## What you need to do:
a) From the text on the Pottuvil massacre, copy the passage from "Although the Sri" to "probe the incident." word for word.
b) According to the text on the Pottuvil massacre, what was the age range of the victims?

- Location: Pottuvil, Eastern Province, Sri Lanka
- Date: 17 September 2006
- Target: Muslim civilians
- Attack type: massacre
- Deaths: 10
- Injured: 1
- Perpetrators: Special Task Force

= Pottuvil massacre =

Killing of ten Muslim labourers in Sri Lanka

The Pottuvil Massacre was the killing of 10 Muslim labourers who had gone to repair the bund of Rattal Tank in Pottuvil in the southern part of the Ampara District on 17 September 2006. The victims were all men aged between 18–35 whose bodies were found hacked to death the next morning. The massacre was widely believed to have been carried out by the Special Task Force (STF).

Although the Sri Lankan government blamed the Liberation Tigers of Tamil Eelam (LTTE), members of the Muslim community accused the STF of involvement in the massacre. The local Muslim population staged protests demanding the removal of the STF officers. One of them stated:"Special Task Force troops killed these people. We don’t blame anyone else. The LTTE can’t come into this area. It is completely controlled by the STF. Without the STF’s knowledge, no one can come into this area."They also questioned how the LTTE could infiltrate into an area carrying swords, kill 10 people and then leave without the STF spotting them; with no encounter between the LTTE and the STF taking place. Rauff Hakeem, the leader of the SLMC, requested an international commission to probe the incident.

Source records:

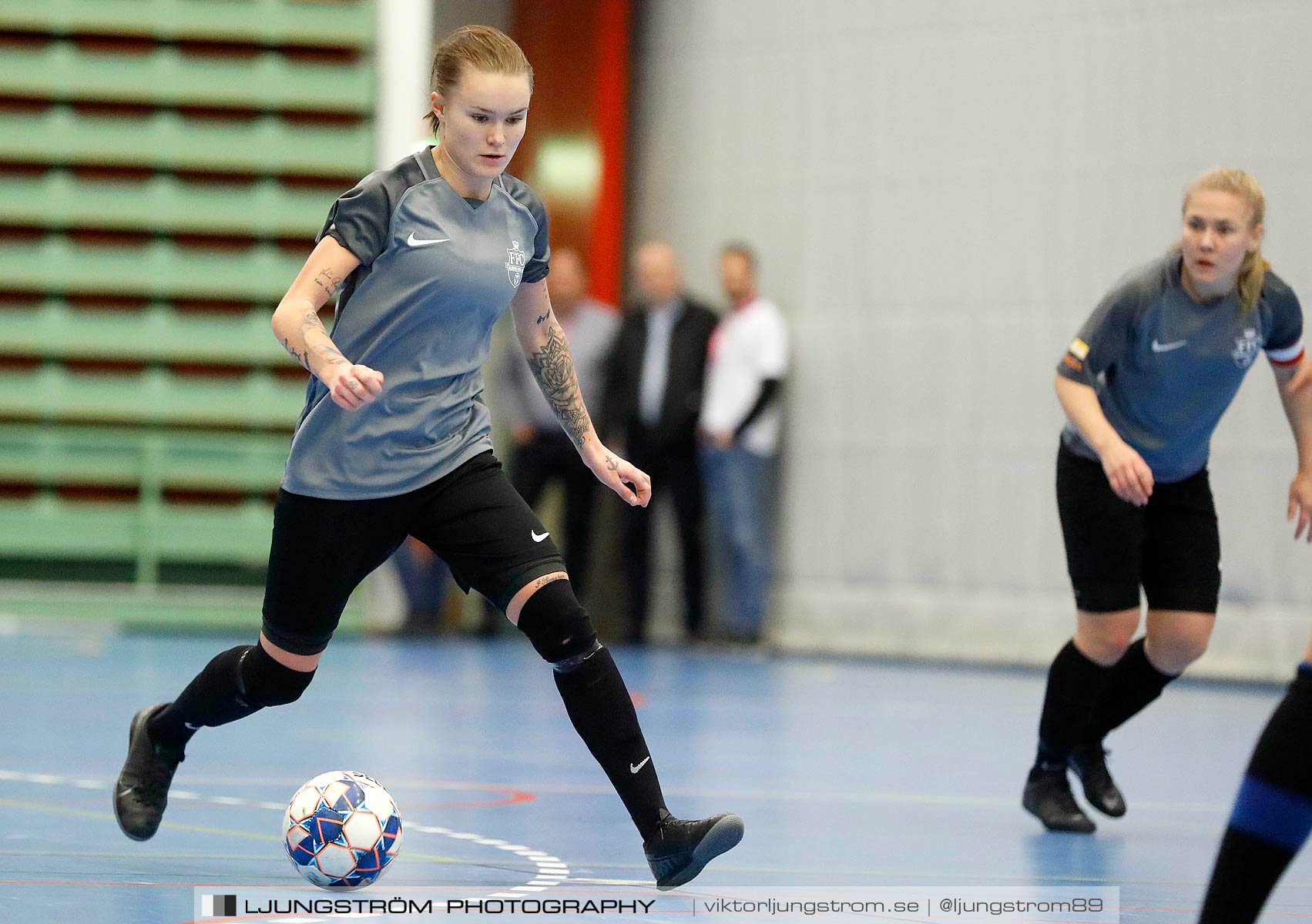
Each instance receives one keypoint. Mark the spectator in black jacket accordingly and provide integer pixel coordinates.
(653, 397)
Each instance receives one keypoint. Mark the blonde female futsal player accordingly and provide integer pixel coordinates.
(1143, 386)
(394, 440)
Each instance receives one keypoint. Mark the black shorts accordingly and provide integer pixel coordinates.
(1170, 547)
(322, 550)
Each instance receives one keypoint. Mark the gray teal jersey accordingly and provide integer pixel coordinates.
(436, 272)
(1166, 367)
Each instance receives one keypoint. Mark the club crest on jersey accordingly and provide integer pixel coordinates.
(515, 261)
(1247, 347)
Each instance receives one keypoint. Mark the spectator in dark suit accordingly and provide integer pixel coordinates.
(653, 401)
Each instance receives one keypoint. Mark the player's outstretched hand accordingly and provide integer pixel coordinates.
(1127, 474)
(1300, 505)
(621, 476)
(352, 387)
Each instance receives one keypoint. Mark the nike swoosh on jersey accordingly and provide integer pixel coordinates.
(1168, 347)
(421, 242)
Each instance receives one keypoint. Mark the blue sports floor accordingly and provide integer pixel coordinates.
(847, 772)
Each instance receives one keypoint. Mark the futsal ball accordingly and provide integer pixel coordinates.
(341, 830)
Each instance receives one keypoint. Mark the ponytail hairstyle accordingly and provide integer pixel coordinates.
(1243, 185)
(477, 48)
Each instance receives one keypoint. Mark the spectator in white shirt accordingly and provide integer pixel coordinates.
(740, 425)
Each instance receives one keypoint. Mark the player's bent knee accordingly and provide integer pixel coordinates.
(268, 683)
(558, 627)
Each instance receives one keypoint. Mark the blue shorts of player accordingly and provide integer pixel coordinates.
(322, 550)
(1169, 547)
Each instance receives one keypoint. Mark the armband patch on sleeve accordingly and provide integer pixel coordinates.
(1289, 356)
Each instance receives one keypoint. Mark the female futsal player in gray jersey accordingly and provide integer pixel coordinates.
(394, 440)
(1143, 386)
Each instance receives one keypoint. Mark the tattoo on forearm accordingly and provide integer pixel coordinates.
(328, 282)
(317, 341)
(304, 358)
(554, 370)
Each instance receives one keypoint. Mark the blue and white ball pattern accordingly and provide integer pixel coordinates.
(343, 830)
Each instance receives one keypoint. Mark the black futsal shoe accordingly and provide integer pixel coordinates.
(677, 851)
(142, 788)
(1089, 763)
(1047, 797)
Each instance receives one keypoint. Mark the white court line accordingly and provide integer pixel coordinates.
(550, 869)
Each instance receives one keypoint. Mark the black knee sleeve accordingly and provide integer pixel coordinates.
(558, 627)
(264, 681)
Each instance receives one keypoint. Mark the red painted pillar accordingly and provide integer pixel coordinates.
(580, 52)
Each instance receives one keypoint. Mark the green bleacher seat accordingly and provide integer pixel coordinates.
(149, 532)
(158, 270)
(263, 22)
(159, 334)
(169, 78)
(256, 400)
(167, 140)
(164, 203)
(260, 119)
(52, 455)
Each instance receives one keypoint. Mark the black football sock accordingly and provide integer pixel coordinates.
(1273, 812)
(237, 683)
(602, 715)
(1131, 686)
(1073, 685)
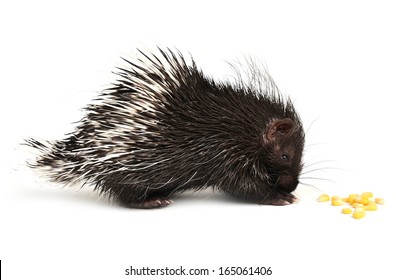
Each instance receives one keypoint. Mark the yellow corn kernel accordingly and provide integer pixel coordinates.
(367, 194)
(346, 210)
(356, 205)
(337, 202)
(379, 200)
(359, 213)
(323, 198)
(362, 200)
(352, 198)
(370, 207)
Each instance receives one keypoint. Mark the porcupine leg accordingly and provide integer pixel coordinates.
(151, 203)
(283, 199)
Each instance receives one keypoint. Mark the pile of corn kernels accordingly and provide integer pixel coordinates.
(357, 204)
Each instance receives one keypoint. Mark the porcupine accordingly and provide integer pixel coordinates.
(164, 127)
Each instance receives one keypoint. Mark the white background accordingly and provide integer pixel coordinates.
(335, 59)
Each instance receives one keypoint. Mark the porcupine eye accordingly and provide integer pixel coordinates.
(285, 158)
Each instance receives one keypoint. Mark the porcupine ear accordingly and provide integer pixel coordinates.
(278, 129)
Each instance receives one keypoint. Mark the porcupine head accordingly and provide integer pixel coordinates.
(164, 127)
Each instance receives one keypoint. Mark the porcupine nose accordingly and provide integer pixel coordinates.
(287, 182)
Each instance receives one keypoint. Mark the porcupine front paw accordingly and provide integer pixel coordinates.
(283, 199)
(151, 203)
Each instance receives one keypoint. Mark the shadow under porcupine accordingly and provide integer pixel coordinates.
(165, 127)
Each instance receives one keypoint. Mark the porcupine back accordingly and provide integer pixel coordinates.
(165, 127)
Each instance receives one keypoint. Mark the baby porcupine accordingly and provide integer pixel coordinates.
(164, 127)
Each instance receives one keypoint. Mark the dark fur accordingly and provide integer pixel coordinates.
(243, 139)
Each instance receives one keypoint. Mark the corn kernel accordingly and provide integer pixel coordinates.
(356, 205)
(337, 202)
(362, 200)
(370, 207)
(346, 210)
(352, 198)
(359, 213)
(323, 198)
(380, 201)
(367, 194)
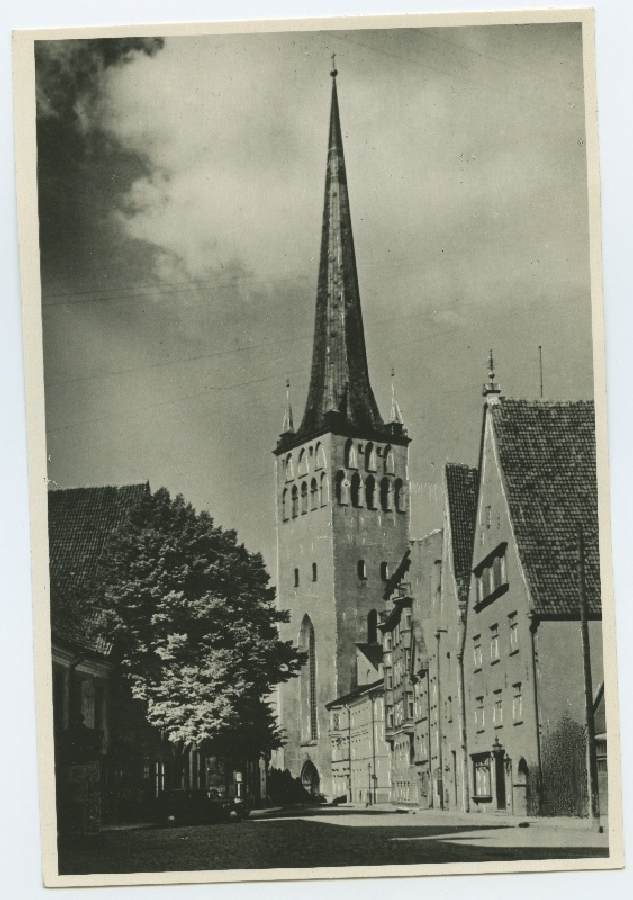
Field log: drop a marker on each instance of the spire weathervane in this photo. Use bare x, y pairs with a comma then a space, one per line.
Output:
491, 387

## Answers:
a)
Although the Sri Lankan government blamed the Liberation Tigers of Tamil Eelam (LTTE), members of the Muslim community accused the STF of involvement in the massacre. The local Muslim population staged protests demanding the removal of the STF officers. One of them stated:"Special Task Force troops killed these people. We don’t blame anyone else. The LTTE can’t come into this area. It is completely controlled by the STF. Without the STF’s knowledge, no one can come into this area."They also questioned how the LTTE could infiltrate into an area carrying swords, kill 10 people and then leave without the STF spotting them; with no encounter between the LTTE and the STF taking place. Rauff Hakeem, the leader of the SLMC, requested an international commission to probe the incident.

b) The victims were all men aged between 18 and 35.